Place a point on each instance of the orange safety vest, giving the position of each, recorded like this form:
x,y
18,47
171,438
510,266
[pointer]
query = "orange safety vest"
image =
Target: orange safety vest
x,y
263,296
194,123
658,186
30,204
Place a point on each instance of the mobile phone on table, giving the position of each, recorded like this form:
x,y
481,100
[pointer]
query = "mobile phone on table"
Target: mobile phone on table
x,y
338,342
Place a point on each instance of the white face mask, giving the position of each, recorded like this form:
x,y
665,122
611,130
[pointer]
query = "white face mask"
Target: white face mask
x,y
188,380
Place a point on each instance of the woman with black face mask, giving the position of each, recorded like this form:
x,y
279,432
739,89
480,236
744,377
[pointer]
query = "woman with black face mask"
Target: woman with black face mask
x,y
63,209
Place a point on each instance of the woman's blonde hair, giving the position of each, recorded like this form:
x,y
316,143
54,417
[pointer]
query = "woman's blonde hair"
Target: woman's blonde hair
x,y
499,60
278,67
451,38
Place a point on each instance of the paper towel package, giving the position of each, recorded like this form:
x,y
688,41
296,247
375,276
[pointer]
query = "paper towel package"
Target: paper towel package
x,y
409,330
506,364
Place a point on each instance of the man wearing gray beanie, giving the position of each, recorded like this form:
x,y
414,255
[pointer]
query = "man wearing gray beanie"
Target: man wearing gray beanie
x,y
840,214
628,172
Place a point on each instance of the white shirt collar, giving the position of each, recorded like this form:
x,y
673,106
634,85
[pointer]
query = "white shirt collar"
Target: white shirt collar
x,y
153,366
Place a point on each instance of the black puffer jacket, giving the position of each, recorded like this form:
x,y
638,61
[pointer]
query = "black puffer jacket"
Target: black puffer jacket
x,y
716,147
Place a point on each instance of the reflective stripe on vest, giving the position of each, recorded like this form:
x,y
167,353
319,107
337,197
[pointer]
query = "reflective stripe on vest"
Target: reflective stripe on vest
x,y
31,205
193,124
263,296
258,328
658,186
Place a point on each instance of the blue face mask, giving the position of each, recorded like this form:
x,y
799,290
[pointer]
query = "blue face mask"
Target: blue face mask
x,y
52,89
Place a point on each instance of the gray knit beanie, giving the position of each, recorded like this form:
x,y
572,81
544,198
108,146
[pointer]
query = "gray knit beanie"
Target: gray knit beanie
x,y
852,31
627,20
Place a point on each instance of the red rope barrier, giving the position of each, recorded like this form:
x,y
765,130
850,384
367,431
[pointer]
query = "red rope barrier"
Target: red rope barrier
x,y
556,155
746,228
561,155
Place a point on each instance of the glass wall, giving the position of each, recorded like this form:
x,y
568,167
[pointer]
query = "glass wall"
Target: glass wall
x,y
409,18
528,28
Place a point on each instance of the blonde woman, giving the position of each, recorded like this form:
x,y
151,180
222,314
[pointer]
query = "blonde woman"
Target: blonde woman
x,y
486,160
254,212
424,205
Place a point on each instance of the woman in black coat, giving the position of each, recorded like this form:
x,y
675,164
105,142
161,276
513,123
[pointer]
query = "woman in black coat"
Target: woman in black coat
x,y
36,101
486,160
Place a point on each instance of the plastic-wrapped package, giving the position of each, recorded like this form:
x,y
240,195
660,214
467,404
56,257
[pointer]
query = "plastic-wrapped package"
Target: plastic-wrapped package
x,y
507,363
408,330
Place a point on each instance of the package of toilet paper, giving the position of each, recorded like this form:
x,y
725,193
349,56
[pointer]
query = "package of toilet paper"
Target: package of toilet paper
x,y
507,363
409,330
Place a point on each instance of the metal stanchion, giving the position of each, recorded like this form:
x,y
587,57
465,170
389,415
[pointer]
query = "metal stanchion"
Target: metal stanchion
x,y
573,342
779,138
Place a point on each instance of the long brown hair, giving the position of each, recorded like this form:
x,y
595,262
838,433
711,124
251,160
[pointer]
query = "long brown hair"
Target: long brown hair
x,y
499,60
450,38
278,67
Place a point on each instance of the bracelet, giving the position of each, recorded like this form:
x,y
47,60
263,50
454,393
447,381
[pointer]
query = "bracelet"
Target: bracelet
-------
Instructions to follow | Retype the first line of the entries and every line after it, please, through the line that contains "Place a point on each instance of the mobile". Add nothing.

Answer for this exercise |
Place a point on each instance of the orange safety vest, giving the position of each, recorded like this form:
x,y
18,47
171,438
510,266
[pointer]
query = "orange safety vest"
image =
Target: orange safety vest
x,y
263,296
194,123
658,186
30,204
Place a point on each instance of the mobile phone on table, giving the position of each, recorded like this form:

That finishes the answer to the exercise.